The Old California Restaurant Row is a great dinning option that offers a lot of choices at walking distance. 

Enjoy!


----------



## Fisch (Feb 23, 2006)

I second restuarant row.  They have a little bit of everything.  It's only about 15 minutes from Welk.
How ever Rockin Baja Lobster closed several months ago  

Some Food Suggestions:

*Mexican*: Mi Guadalara, great restuarant.  Sit Down, not Fast Food
http://www.miguadalajaraescondido.com/
Or Hernandez Hideaway.

*For Fast Food Mexican*:  Los Primos, at 1-15 and West Valley Parkway

*Sushi/Japanese*: Akita

*Pizza*:  Oggi's Pizza and Brewing Company or Killer Pizza From Mars.

*Ribs*: Fat Ivor's Rib Rack in Valley Center

*Buffet*:  Pala Casino, two exits north of Welk Resort.

*Local Hang Out:*  If you are talking bar or pub?  Near Restaurant Row is Penny Lane, which is a British Pub. & 
R.J. O' Sullivan Irish Pub & Steakhouse in downtown Escondido
Both places you can bring your toddler to. 


*Places to go with a Toddler*:

Oceanside Beach:  Just south of the pier.  There is a great playground, the beach, and there is also the beach police station right there.  We bring our 2 year old there all the time.  She loves it.

## Records shown
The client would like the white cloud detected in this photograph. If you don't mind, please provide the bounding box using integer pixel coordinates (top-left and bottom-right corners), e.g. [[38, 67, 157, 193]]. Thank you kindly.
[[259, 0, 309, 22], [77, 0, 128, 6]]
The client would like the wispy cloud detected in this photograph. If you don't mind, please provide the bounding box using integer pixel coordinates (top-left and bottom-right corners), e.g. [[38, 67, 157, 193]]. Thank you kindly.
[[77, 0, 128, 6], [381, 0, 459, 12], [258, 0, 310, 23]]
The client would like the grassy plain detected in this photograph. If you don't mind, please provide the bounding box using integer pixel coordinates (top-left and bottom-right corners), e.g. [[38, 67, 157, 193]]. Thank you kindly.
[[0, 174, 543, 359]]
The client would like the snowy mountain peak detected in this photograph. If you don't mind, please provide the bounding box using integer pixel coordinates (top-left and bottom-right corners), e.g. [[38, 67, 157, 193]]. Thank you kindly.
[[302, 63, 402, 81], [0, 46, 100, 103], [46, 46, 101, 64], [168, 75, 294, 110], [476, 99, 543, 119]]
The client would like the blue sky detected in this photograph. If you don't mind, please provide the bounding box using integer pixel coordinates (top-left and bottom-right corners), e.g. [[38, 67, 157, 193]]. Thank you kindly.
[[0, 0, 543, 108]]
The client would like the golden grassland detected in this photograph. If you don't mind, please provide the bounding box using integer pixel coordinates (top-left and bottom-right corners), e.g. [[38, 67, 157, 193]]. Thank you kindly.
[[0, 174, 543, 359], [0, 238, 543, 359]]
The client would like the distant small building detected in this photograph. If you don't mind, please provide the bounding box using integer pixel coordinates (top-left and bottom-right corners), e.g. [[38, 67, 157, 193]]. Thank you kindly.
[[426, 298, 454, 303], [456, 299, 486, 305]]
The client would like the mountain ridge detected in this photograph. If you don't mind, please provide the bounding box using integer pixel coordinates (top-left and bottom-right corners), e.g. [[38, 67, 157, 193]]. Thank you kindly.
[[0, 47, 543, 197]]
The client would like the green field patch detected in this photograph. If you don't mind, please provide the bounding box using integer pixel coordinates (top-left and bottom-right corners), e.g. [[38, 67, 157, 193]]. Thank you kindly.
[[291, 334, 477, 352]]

## Work instructions
(1) According to the dining thread, which restaurant on restaurant row closed several months earlier?
(2) In the dining thread, list the food categories under "Some Food Suggestions" that come before the "Local Hang Out" entry.
(3) Decide whether each statement agrees with the dining thread, and quote the words that decide it.
(a) Pala Casino is two exits south of Welk Resort.
(b) Penny Lane is a British pub.
(c) Mi Guadalara is a fast food restaurant.

## Full answers
(1) Rockin Baja Lobster.

(2) Mexican; For Fast Food Mexican; Sushi/Japanese; Pizza; Ribs; Buffet.

(3)
(a) No: "two exits north of Welk Resort."
(b) Yes: "Penny Lane, which is a British Pub."
(c) No: "Sit Down, not Fast Food"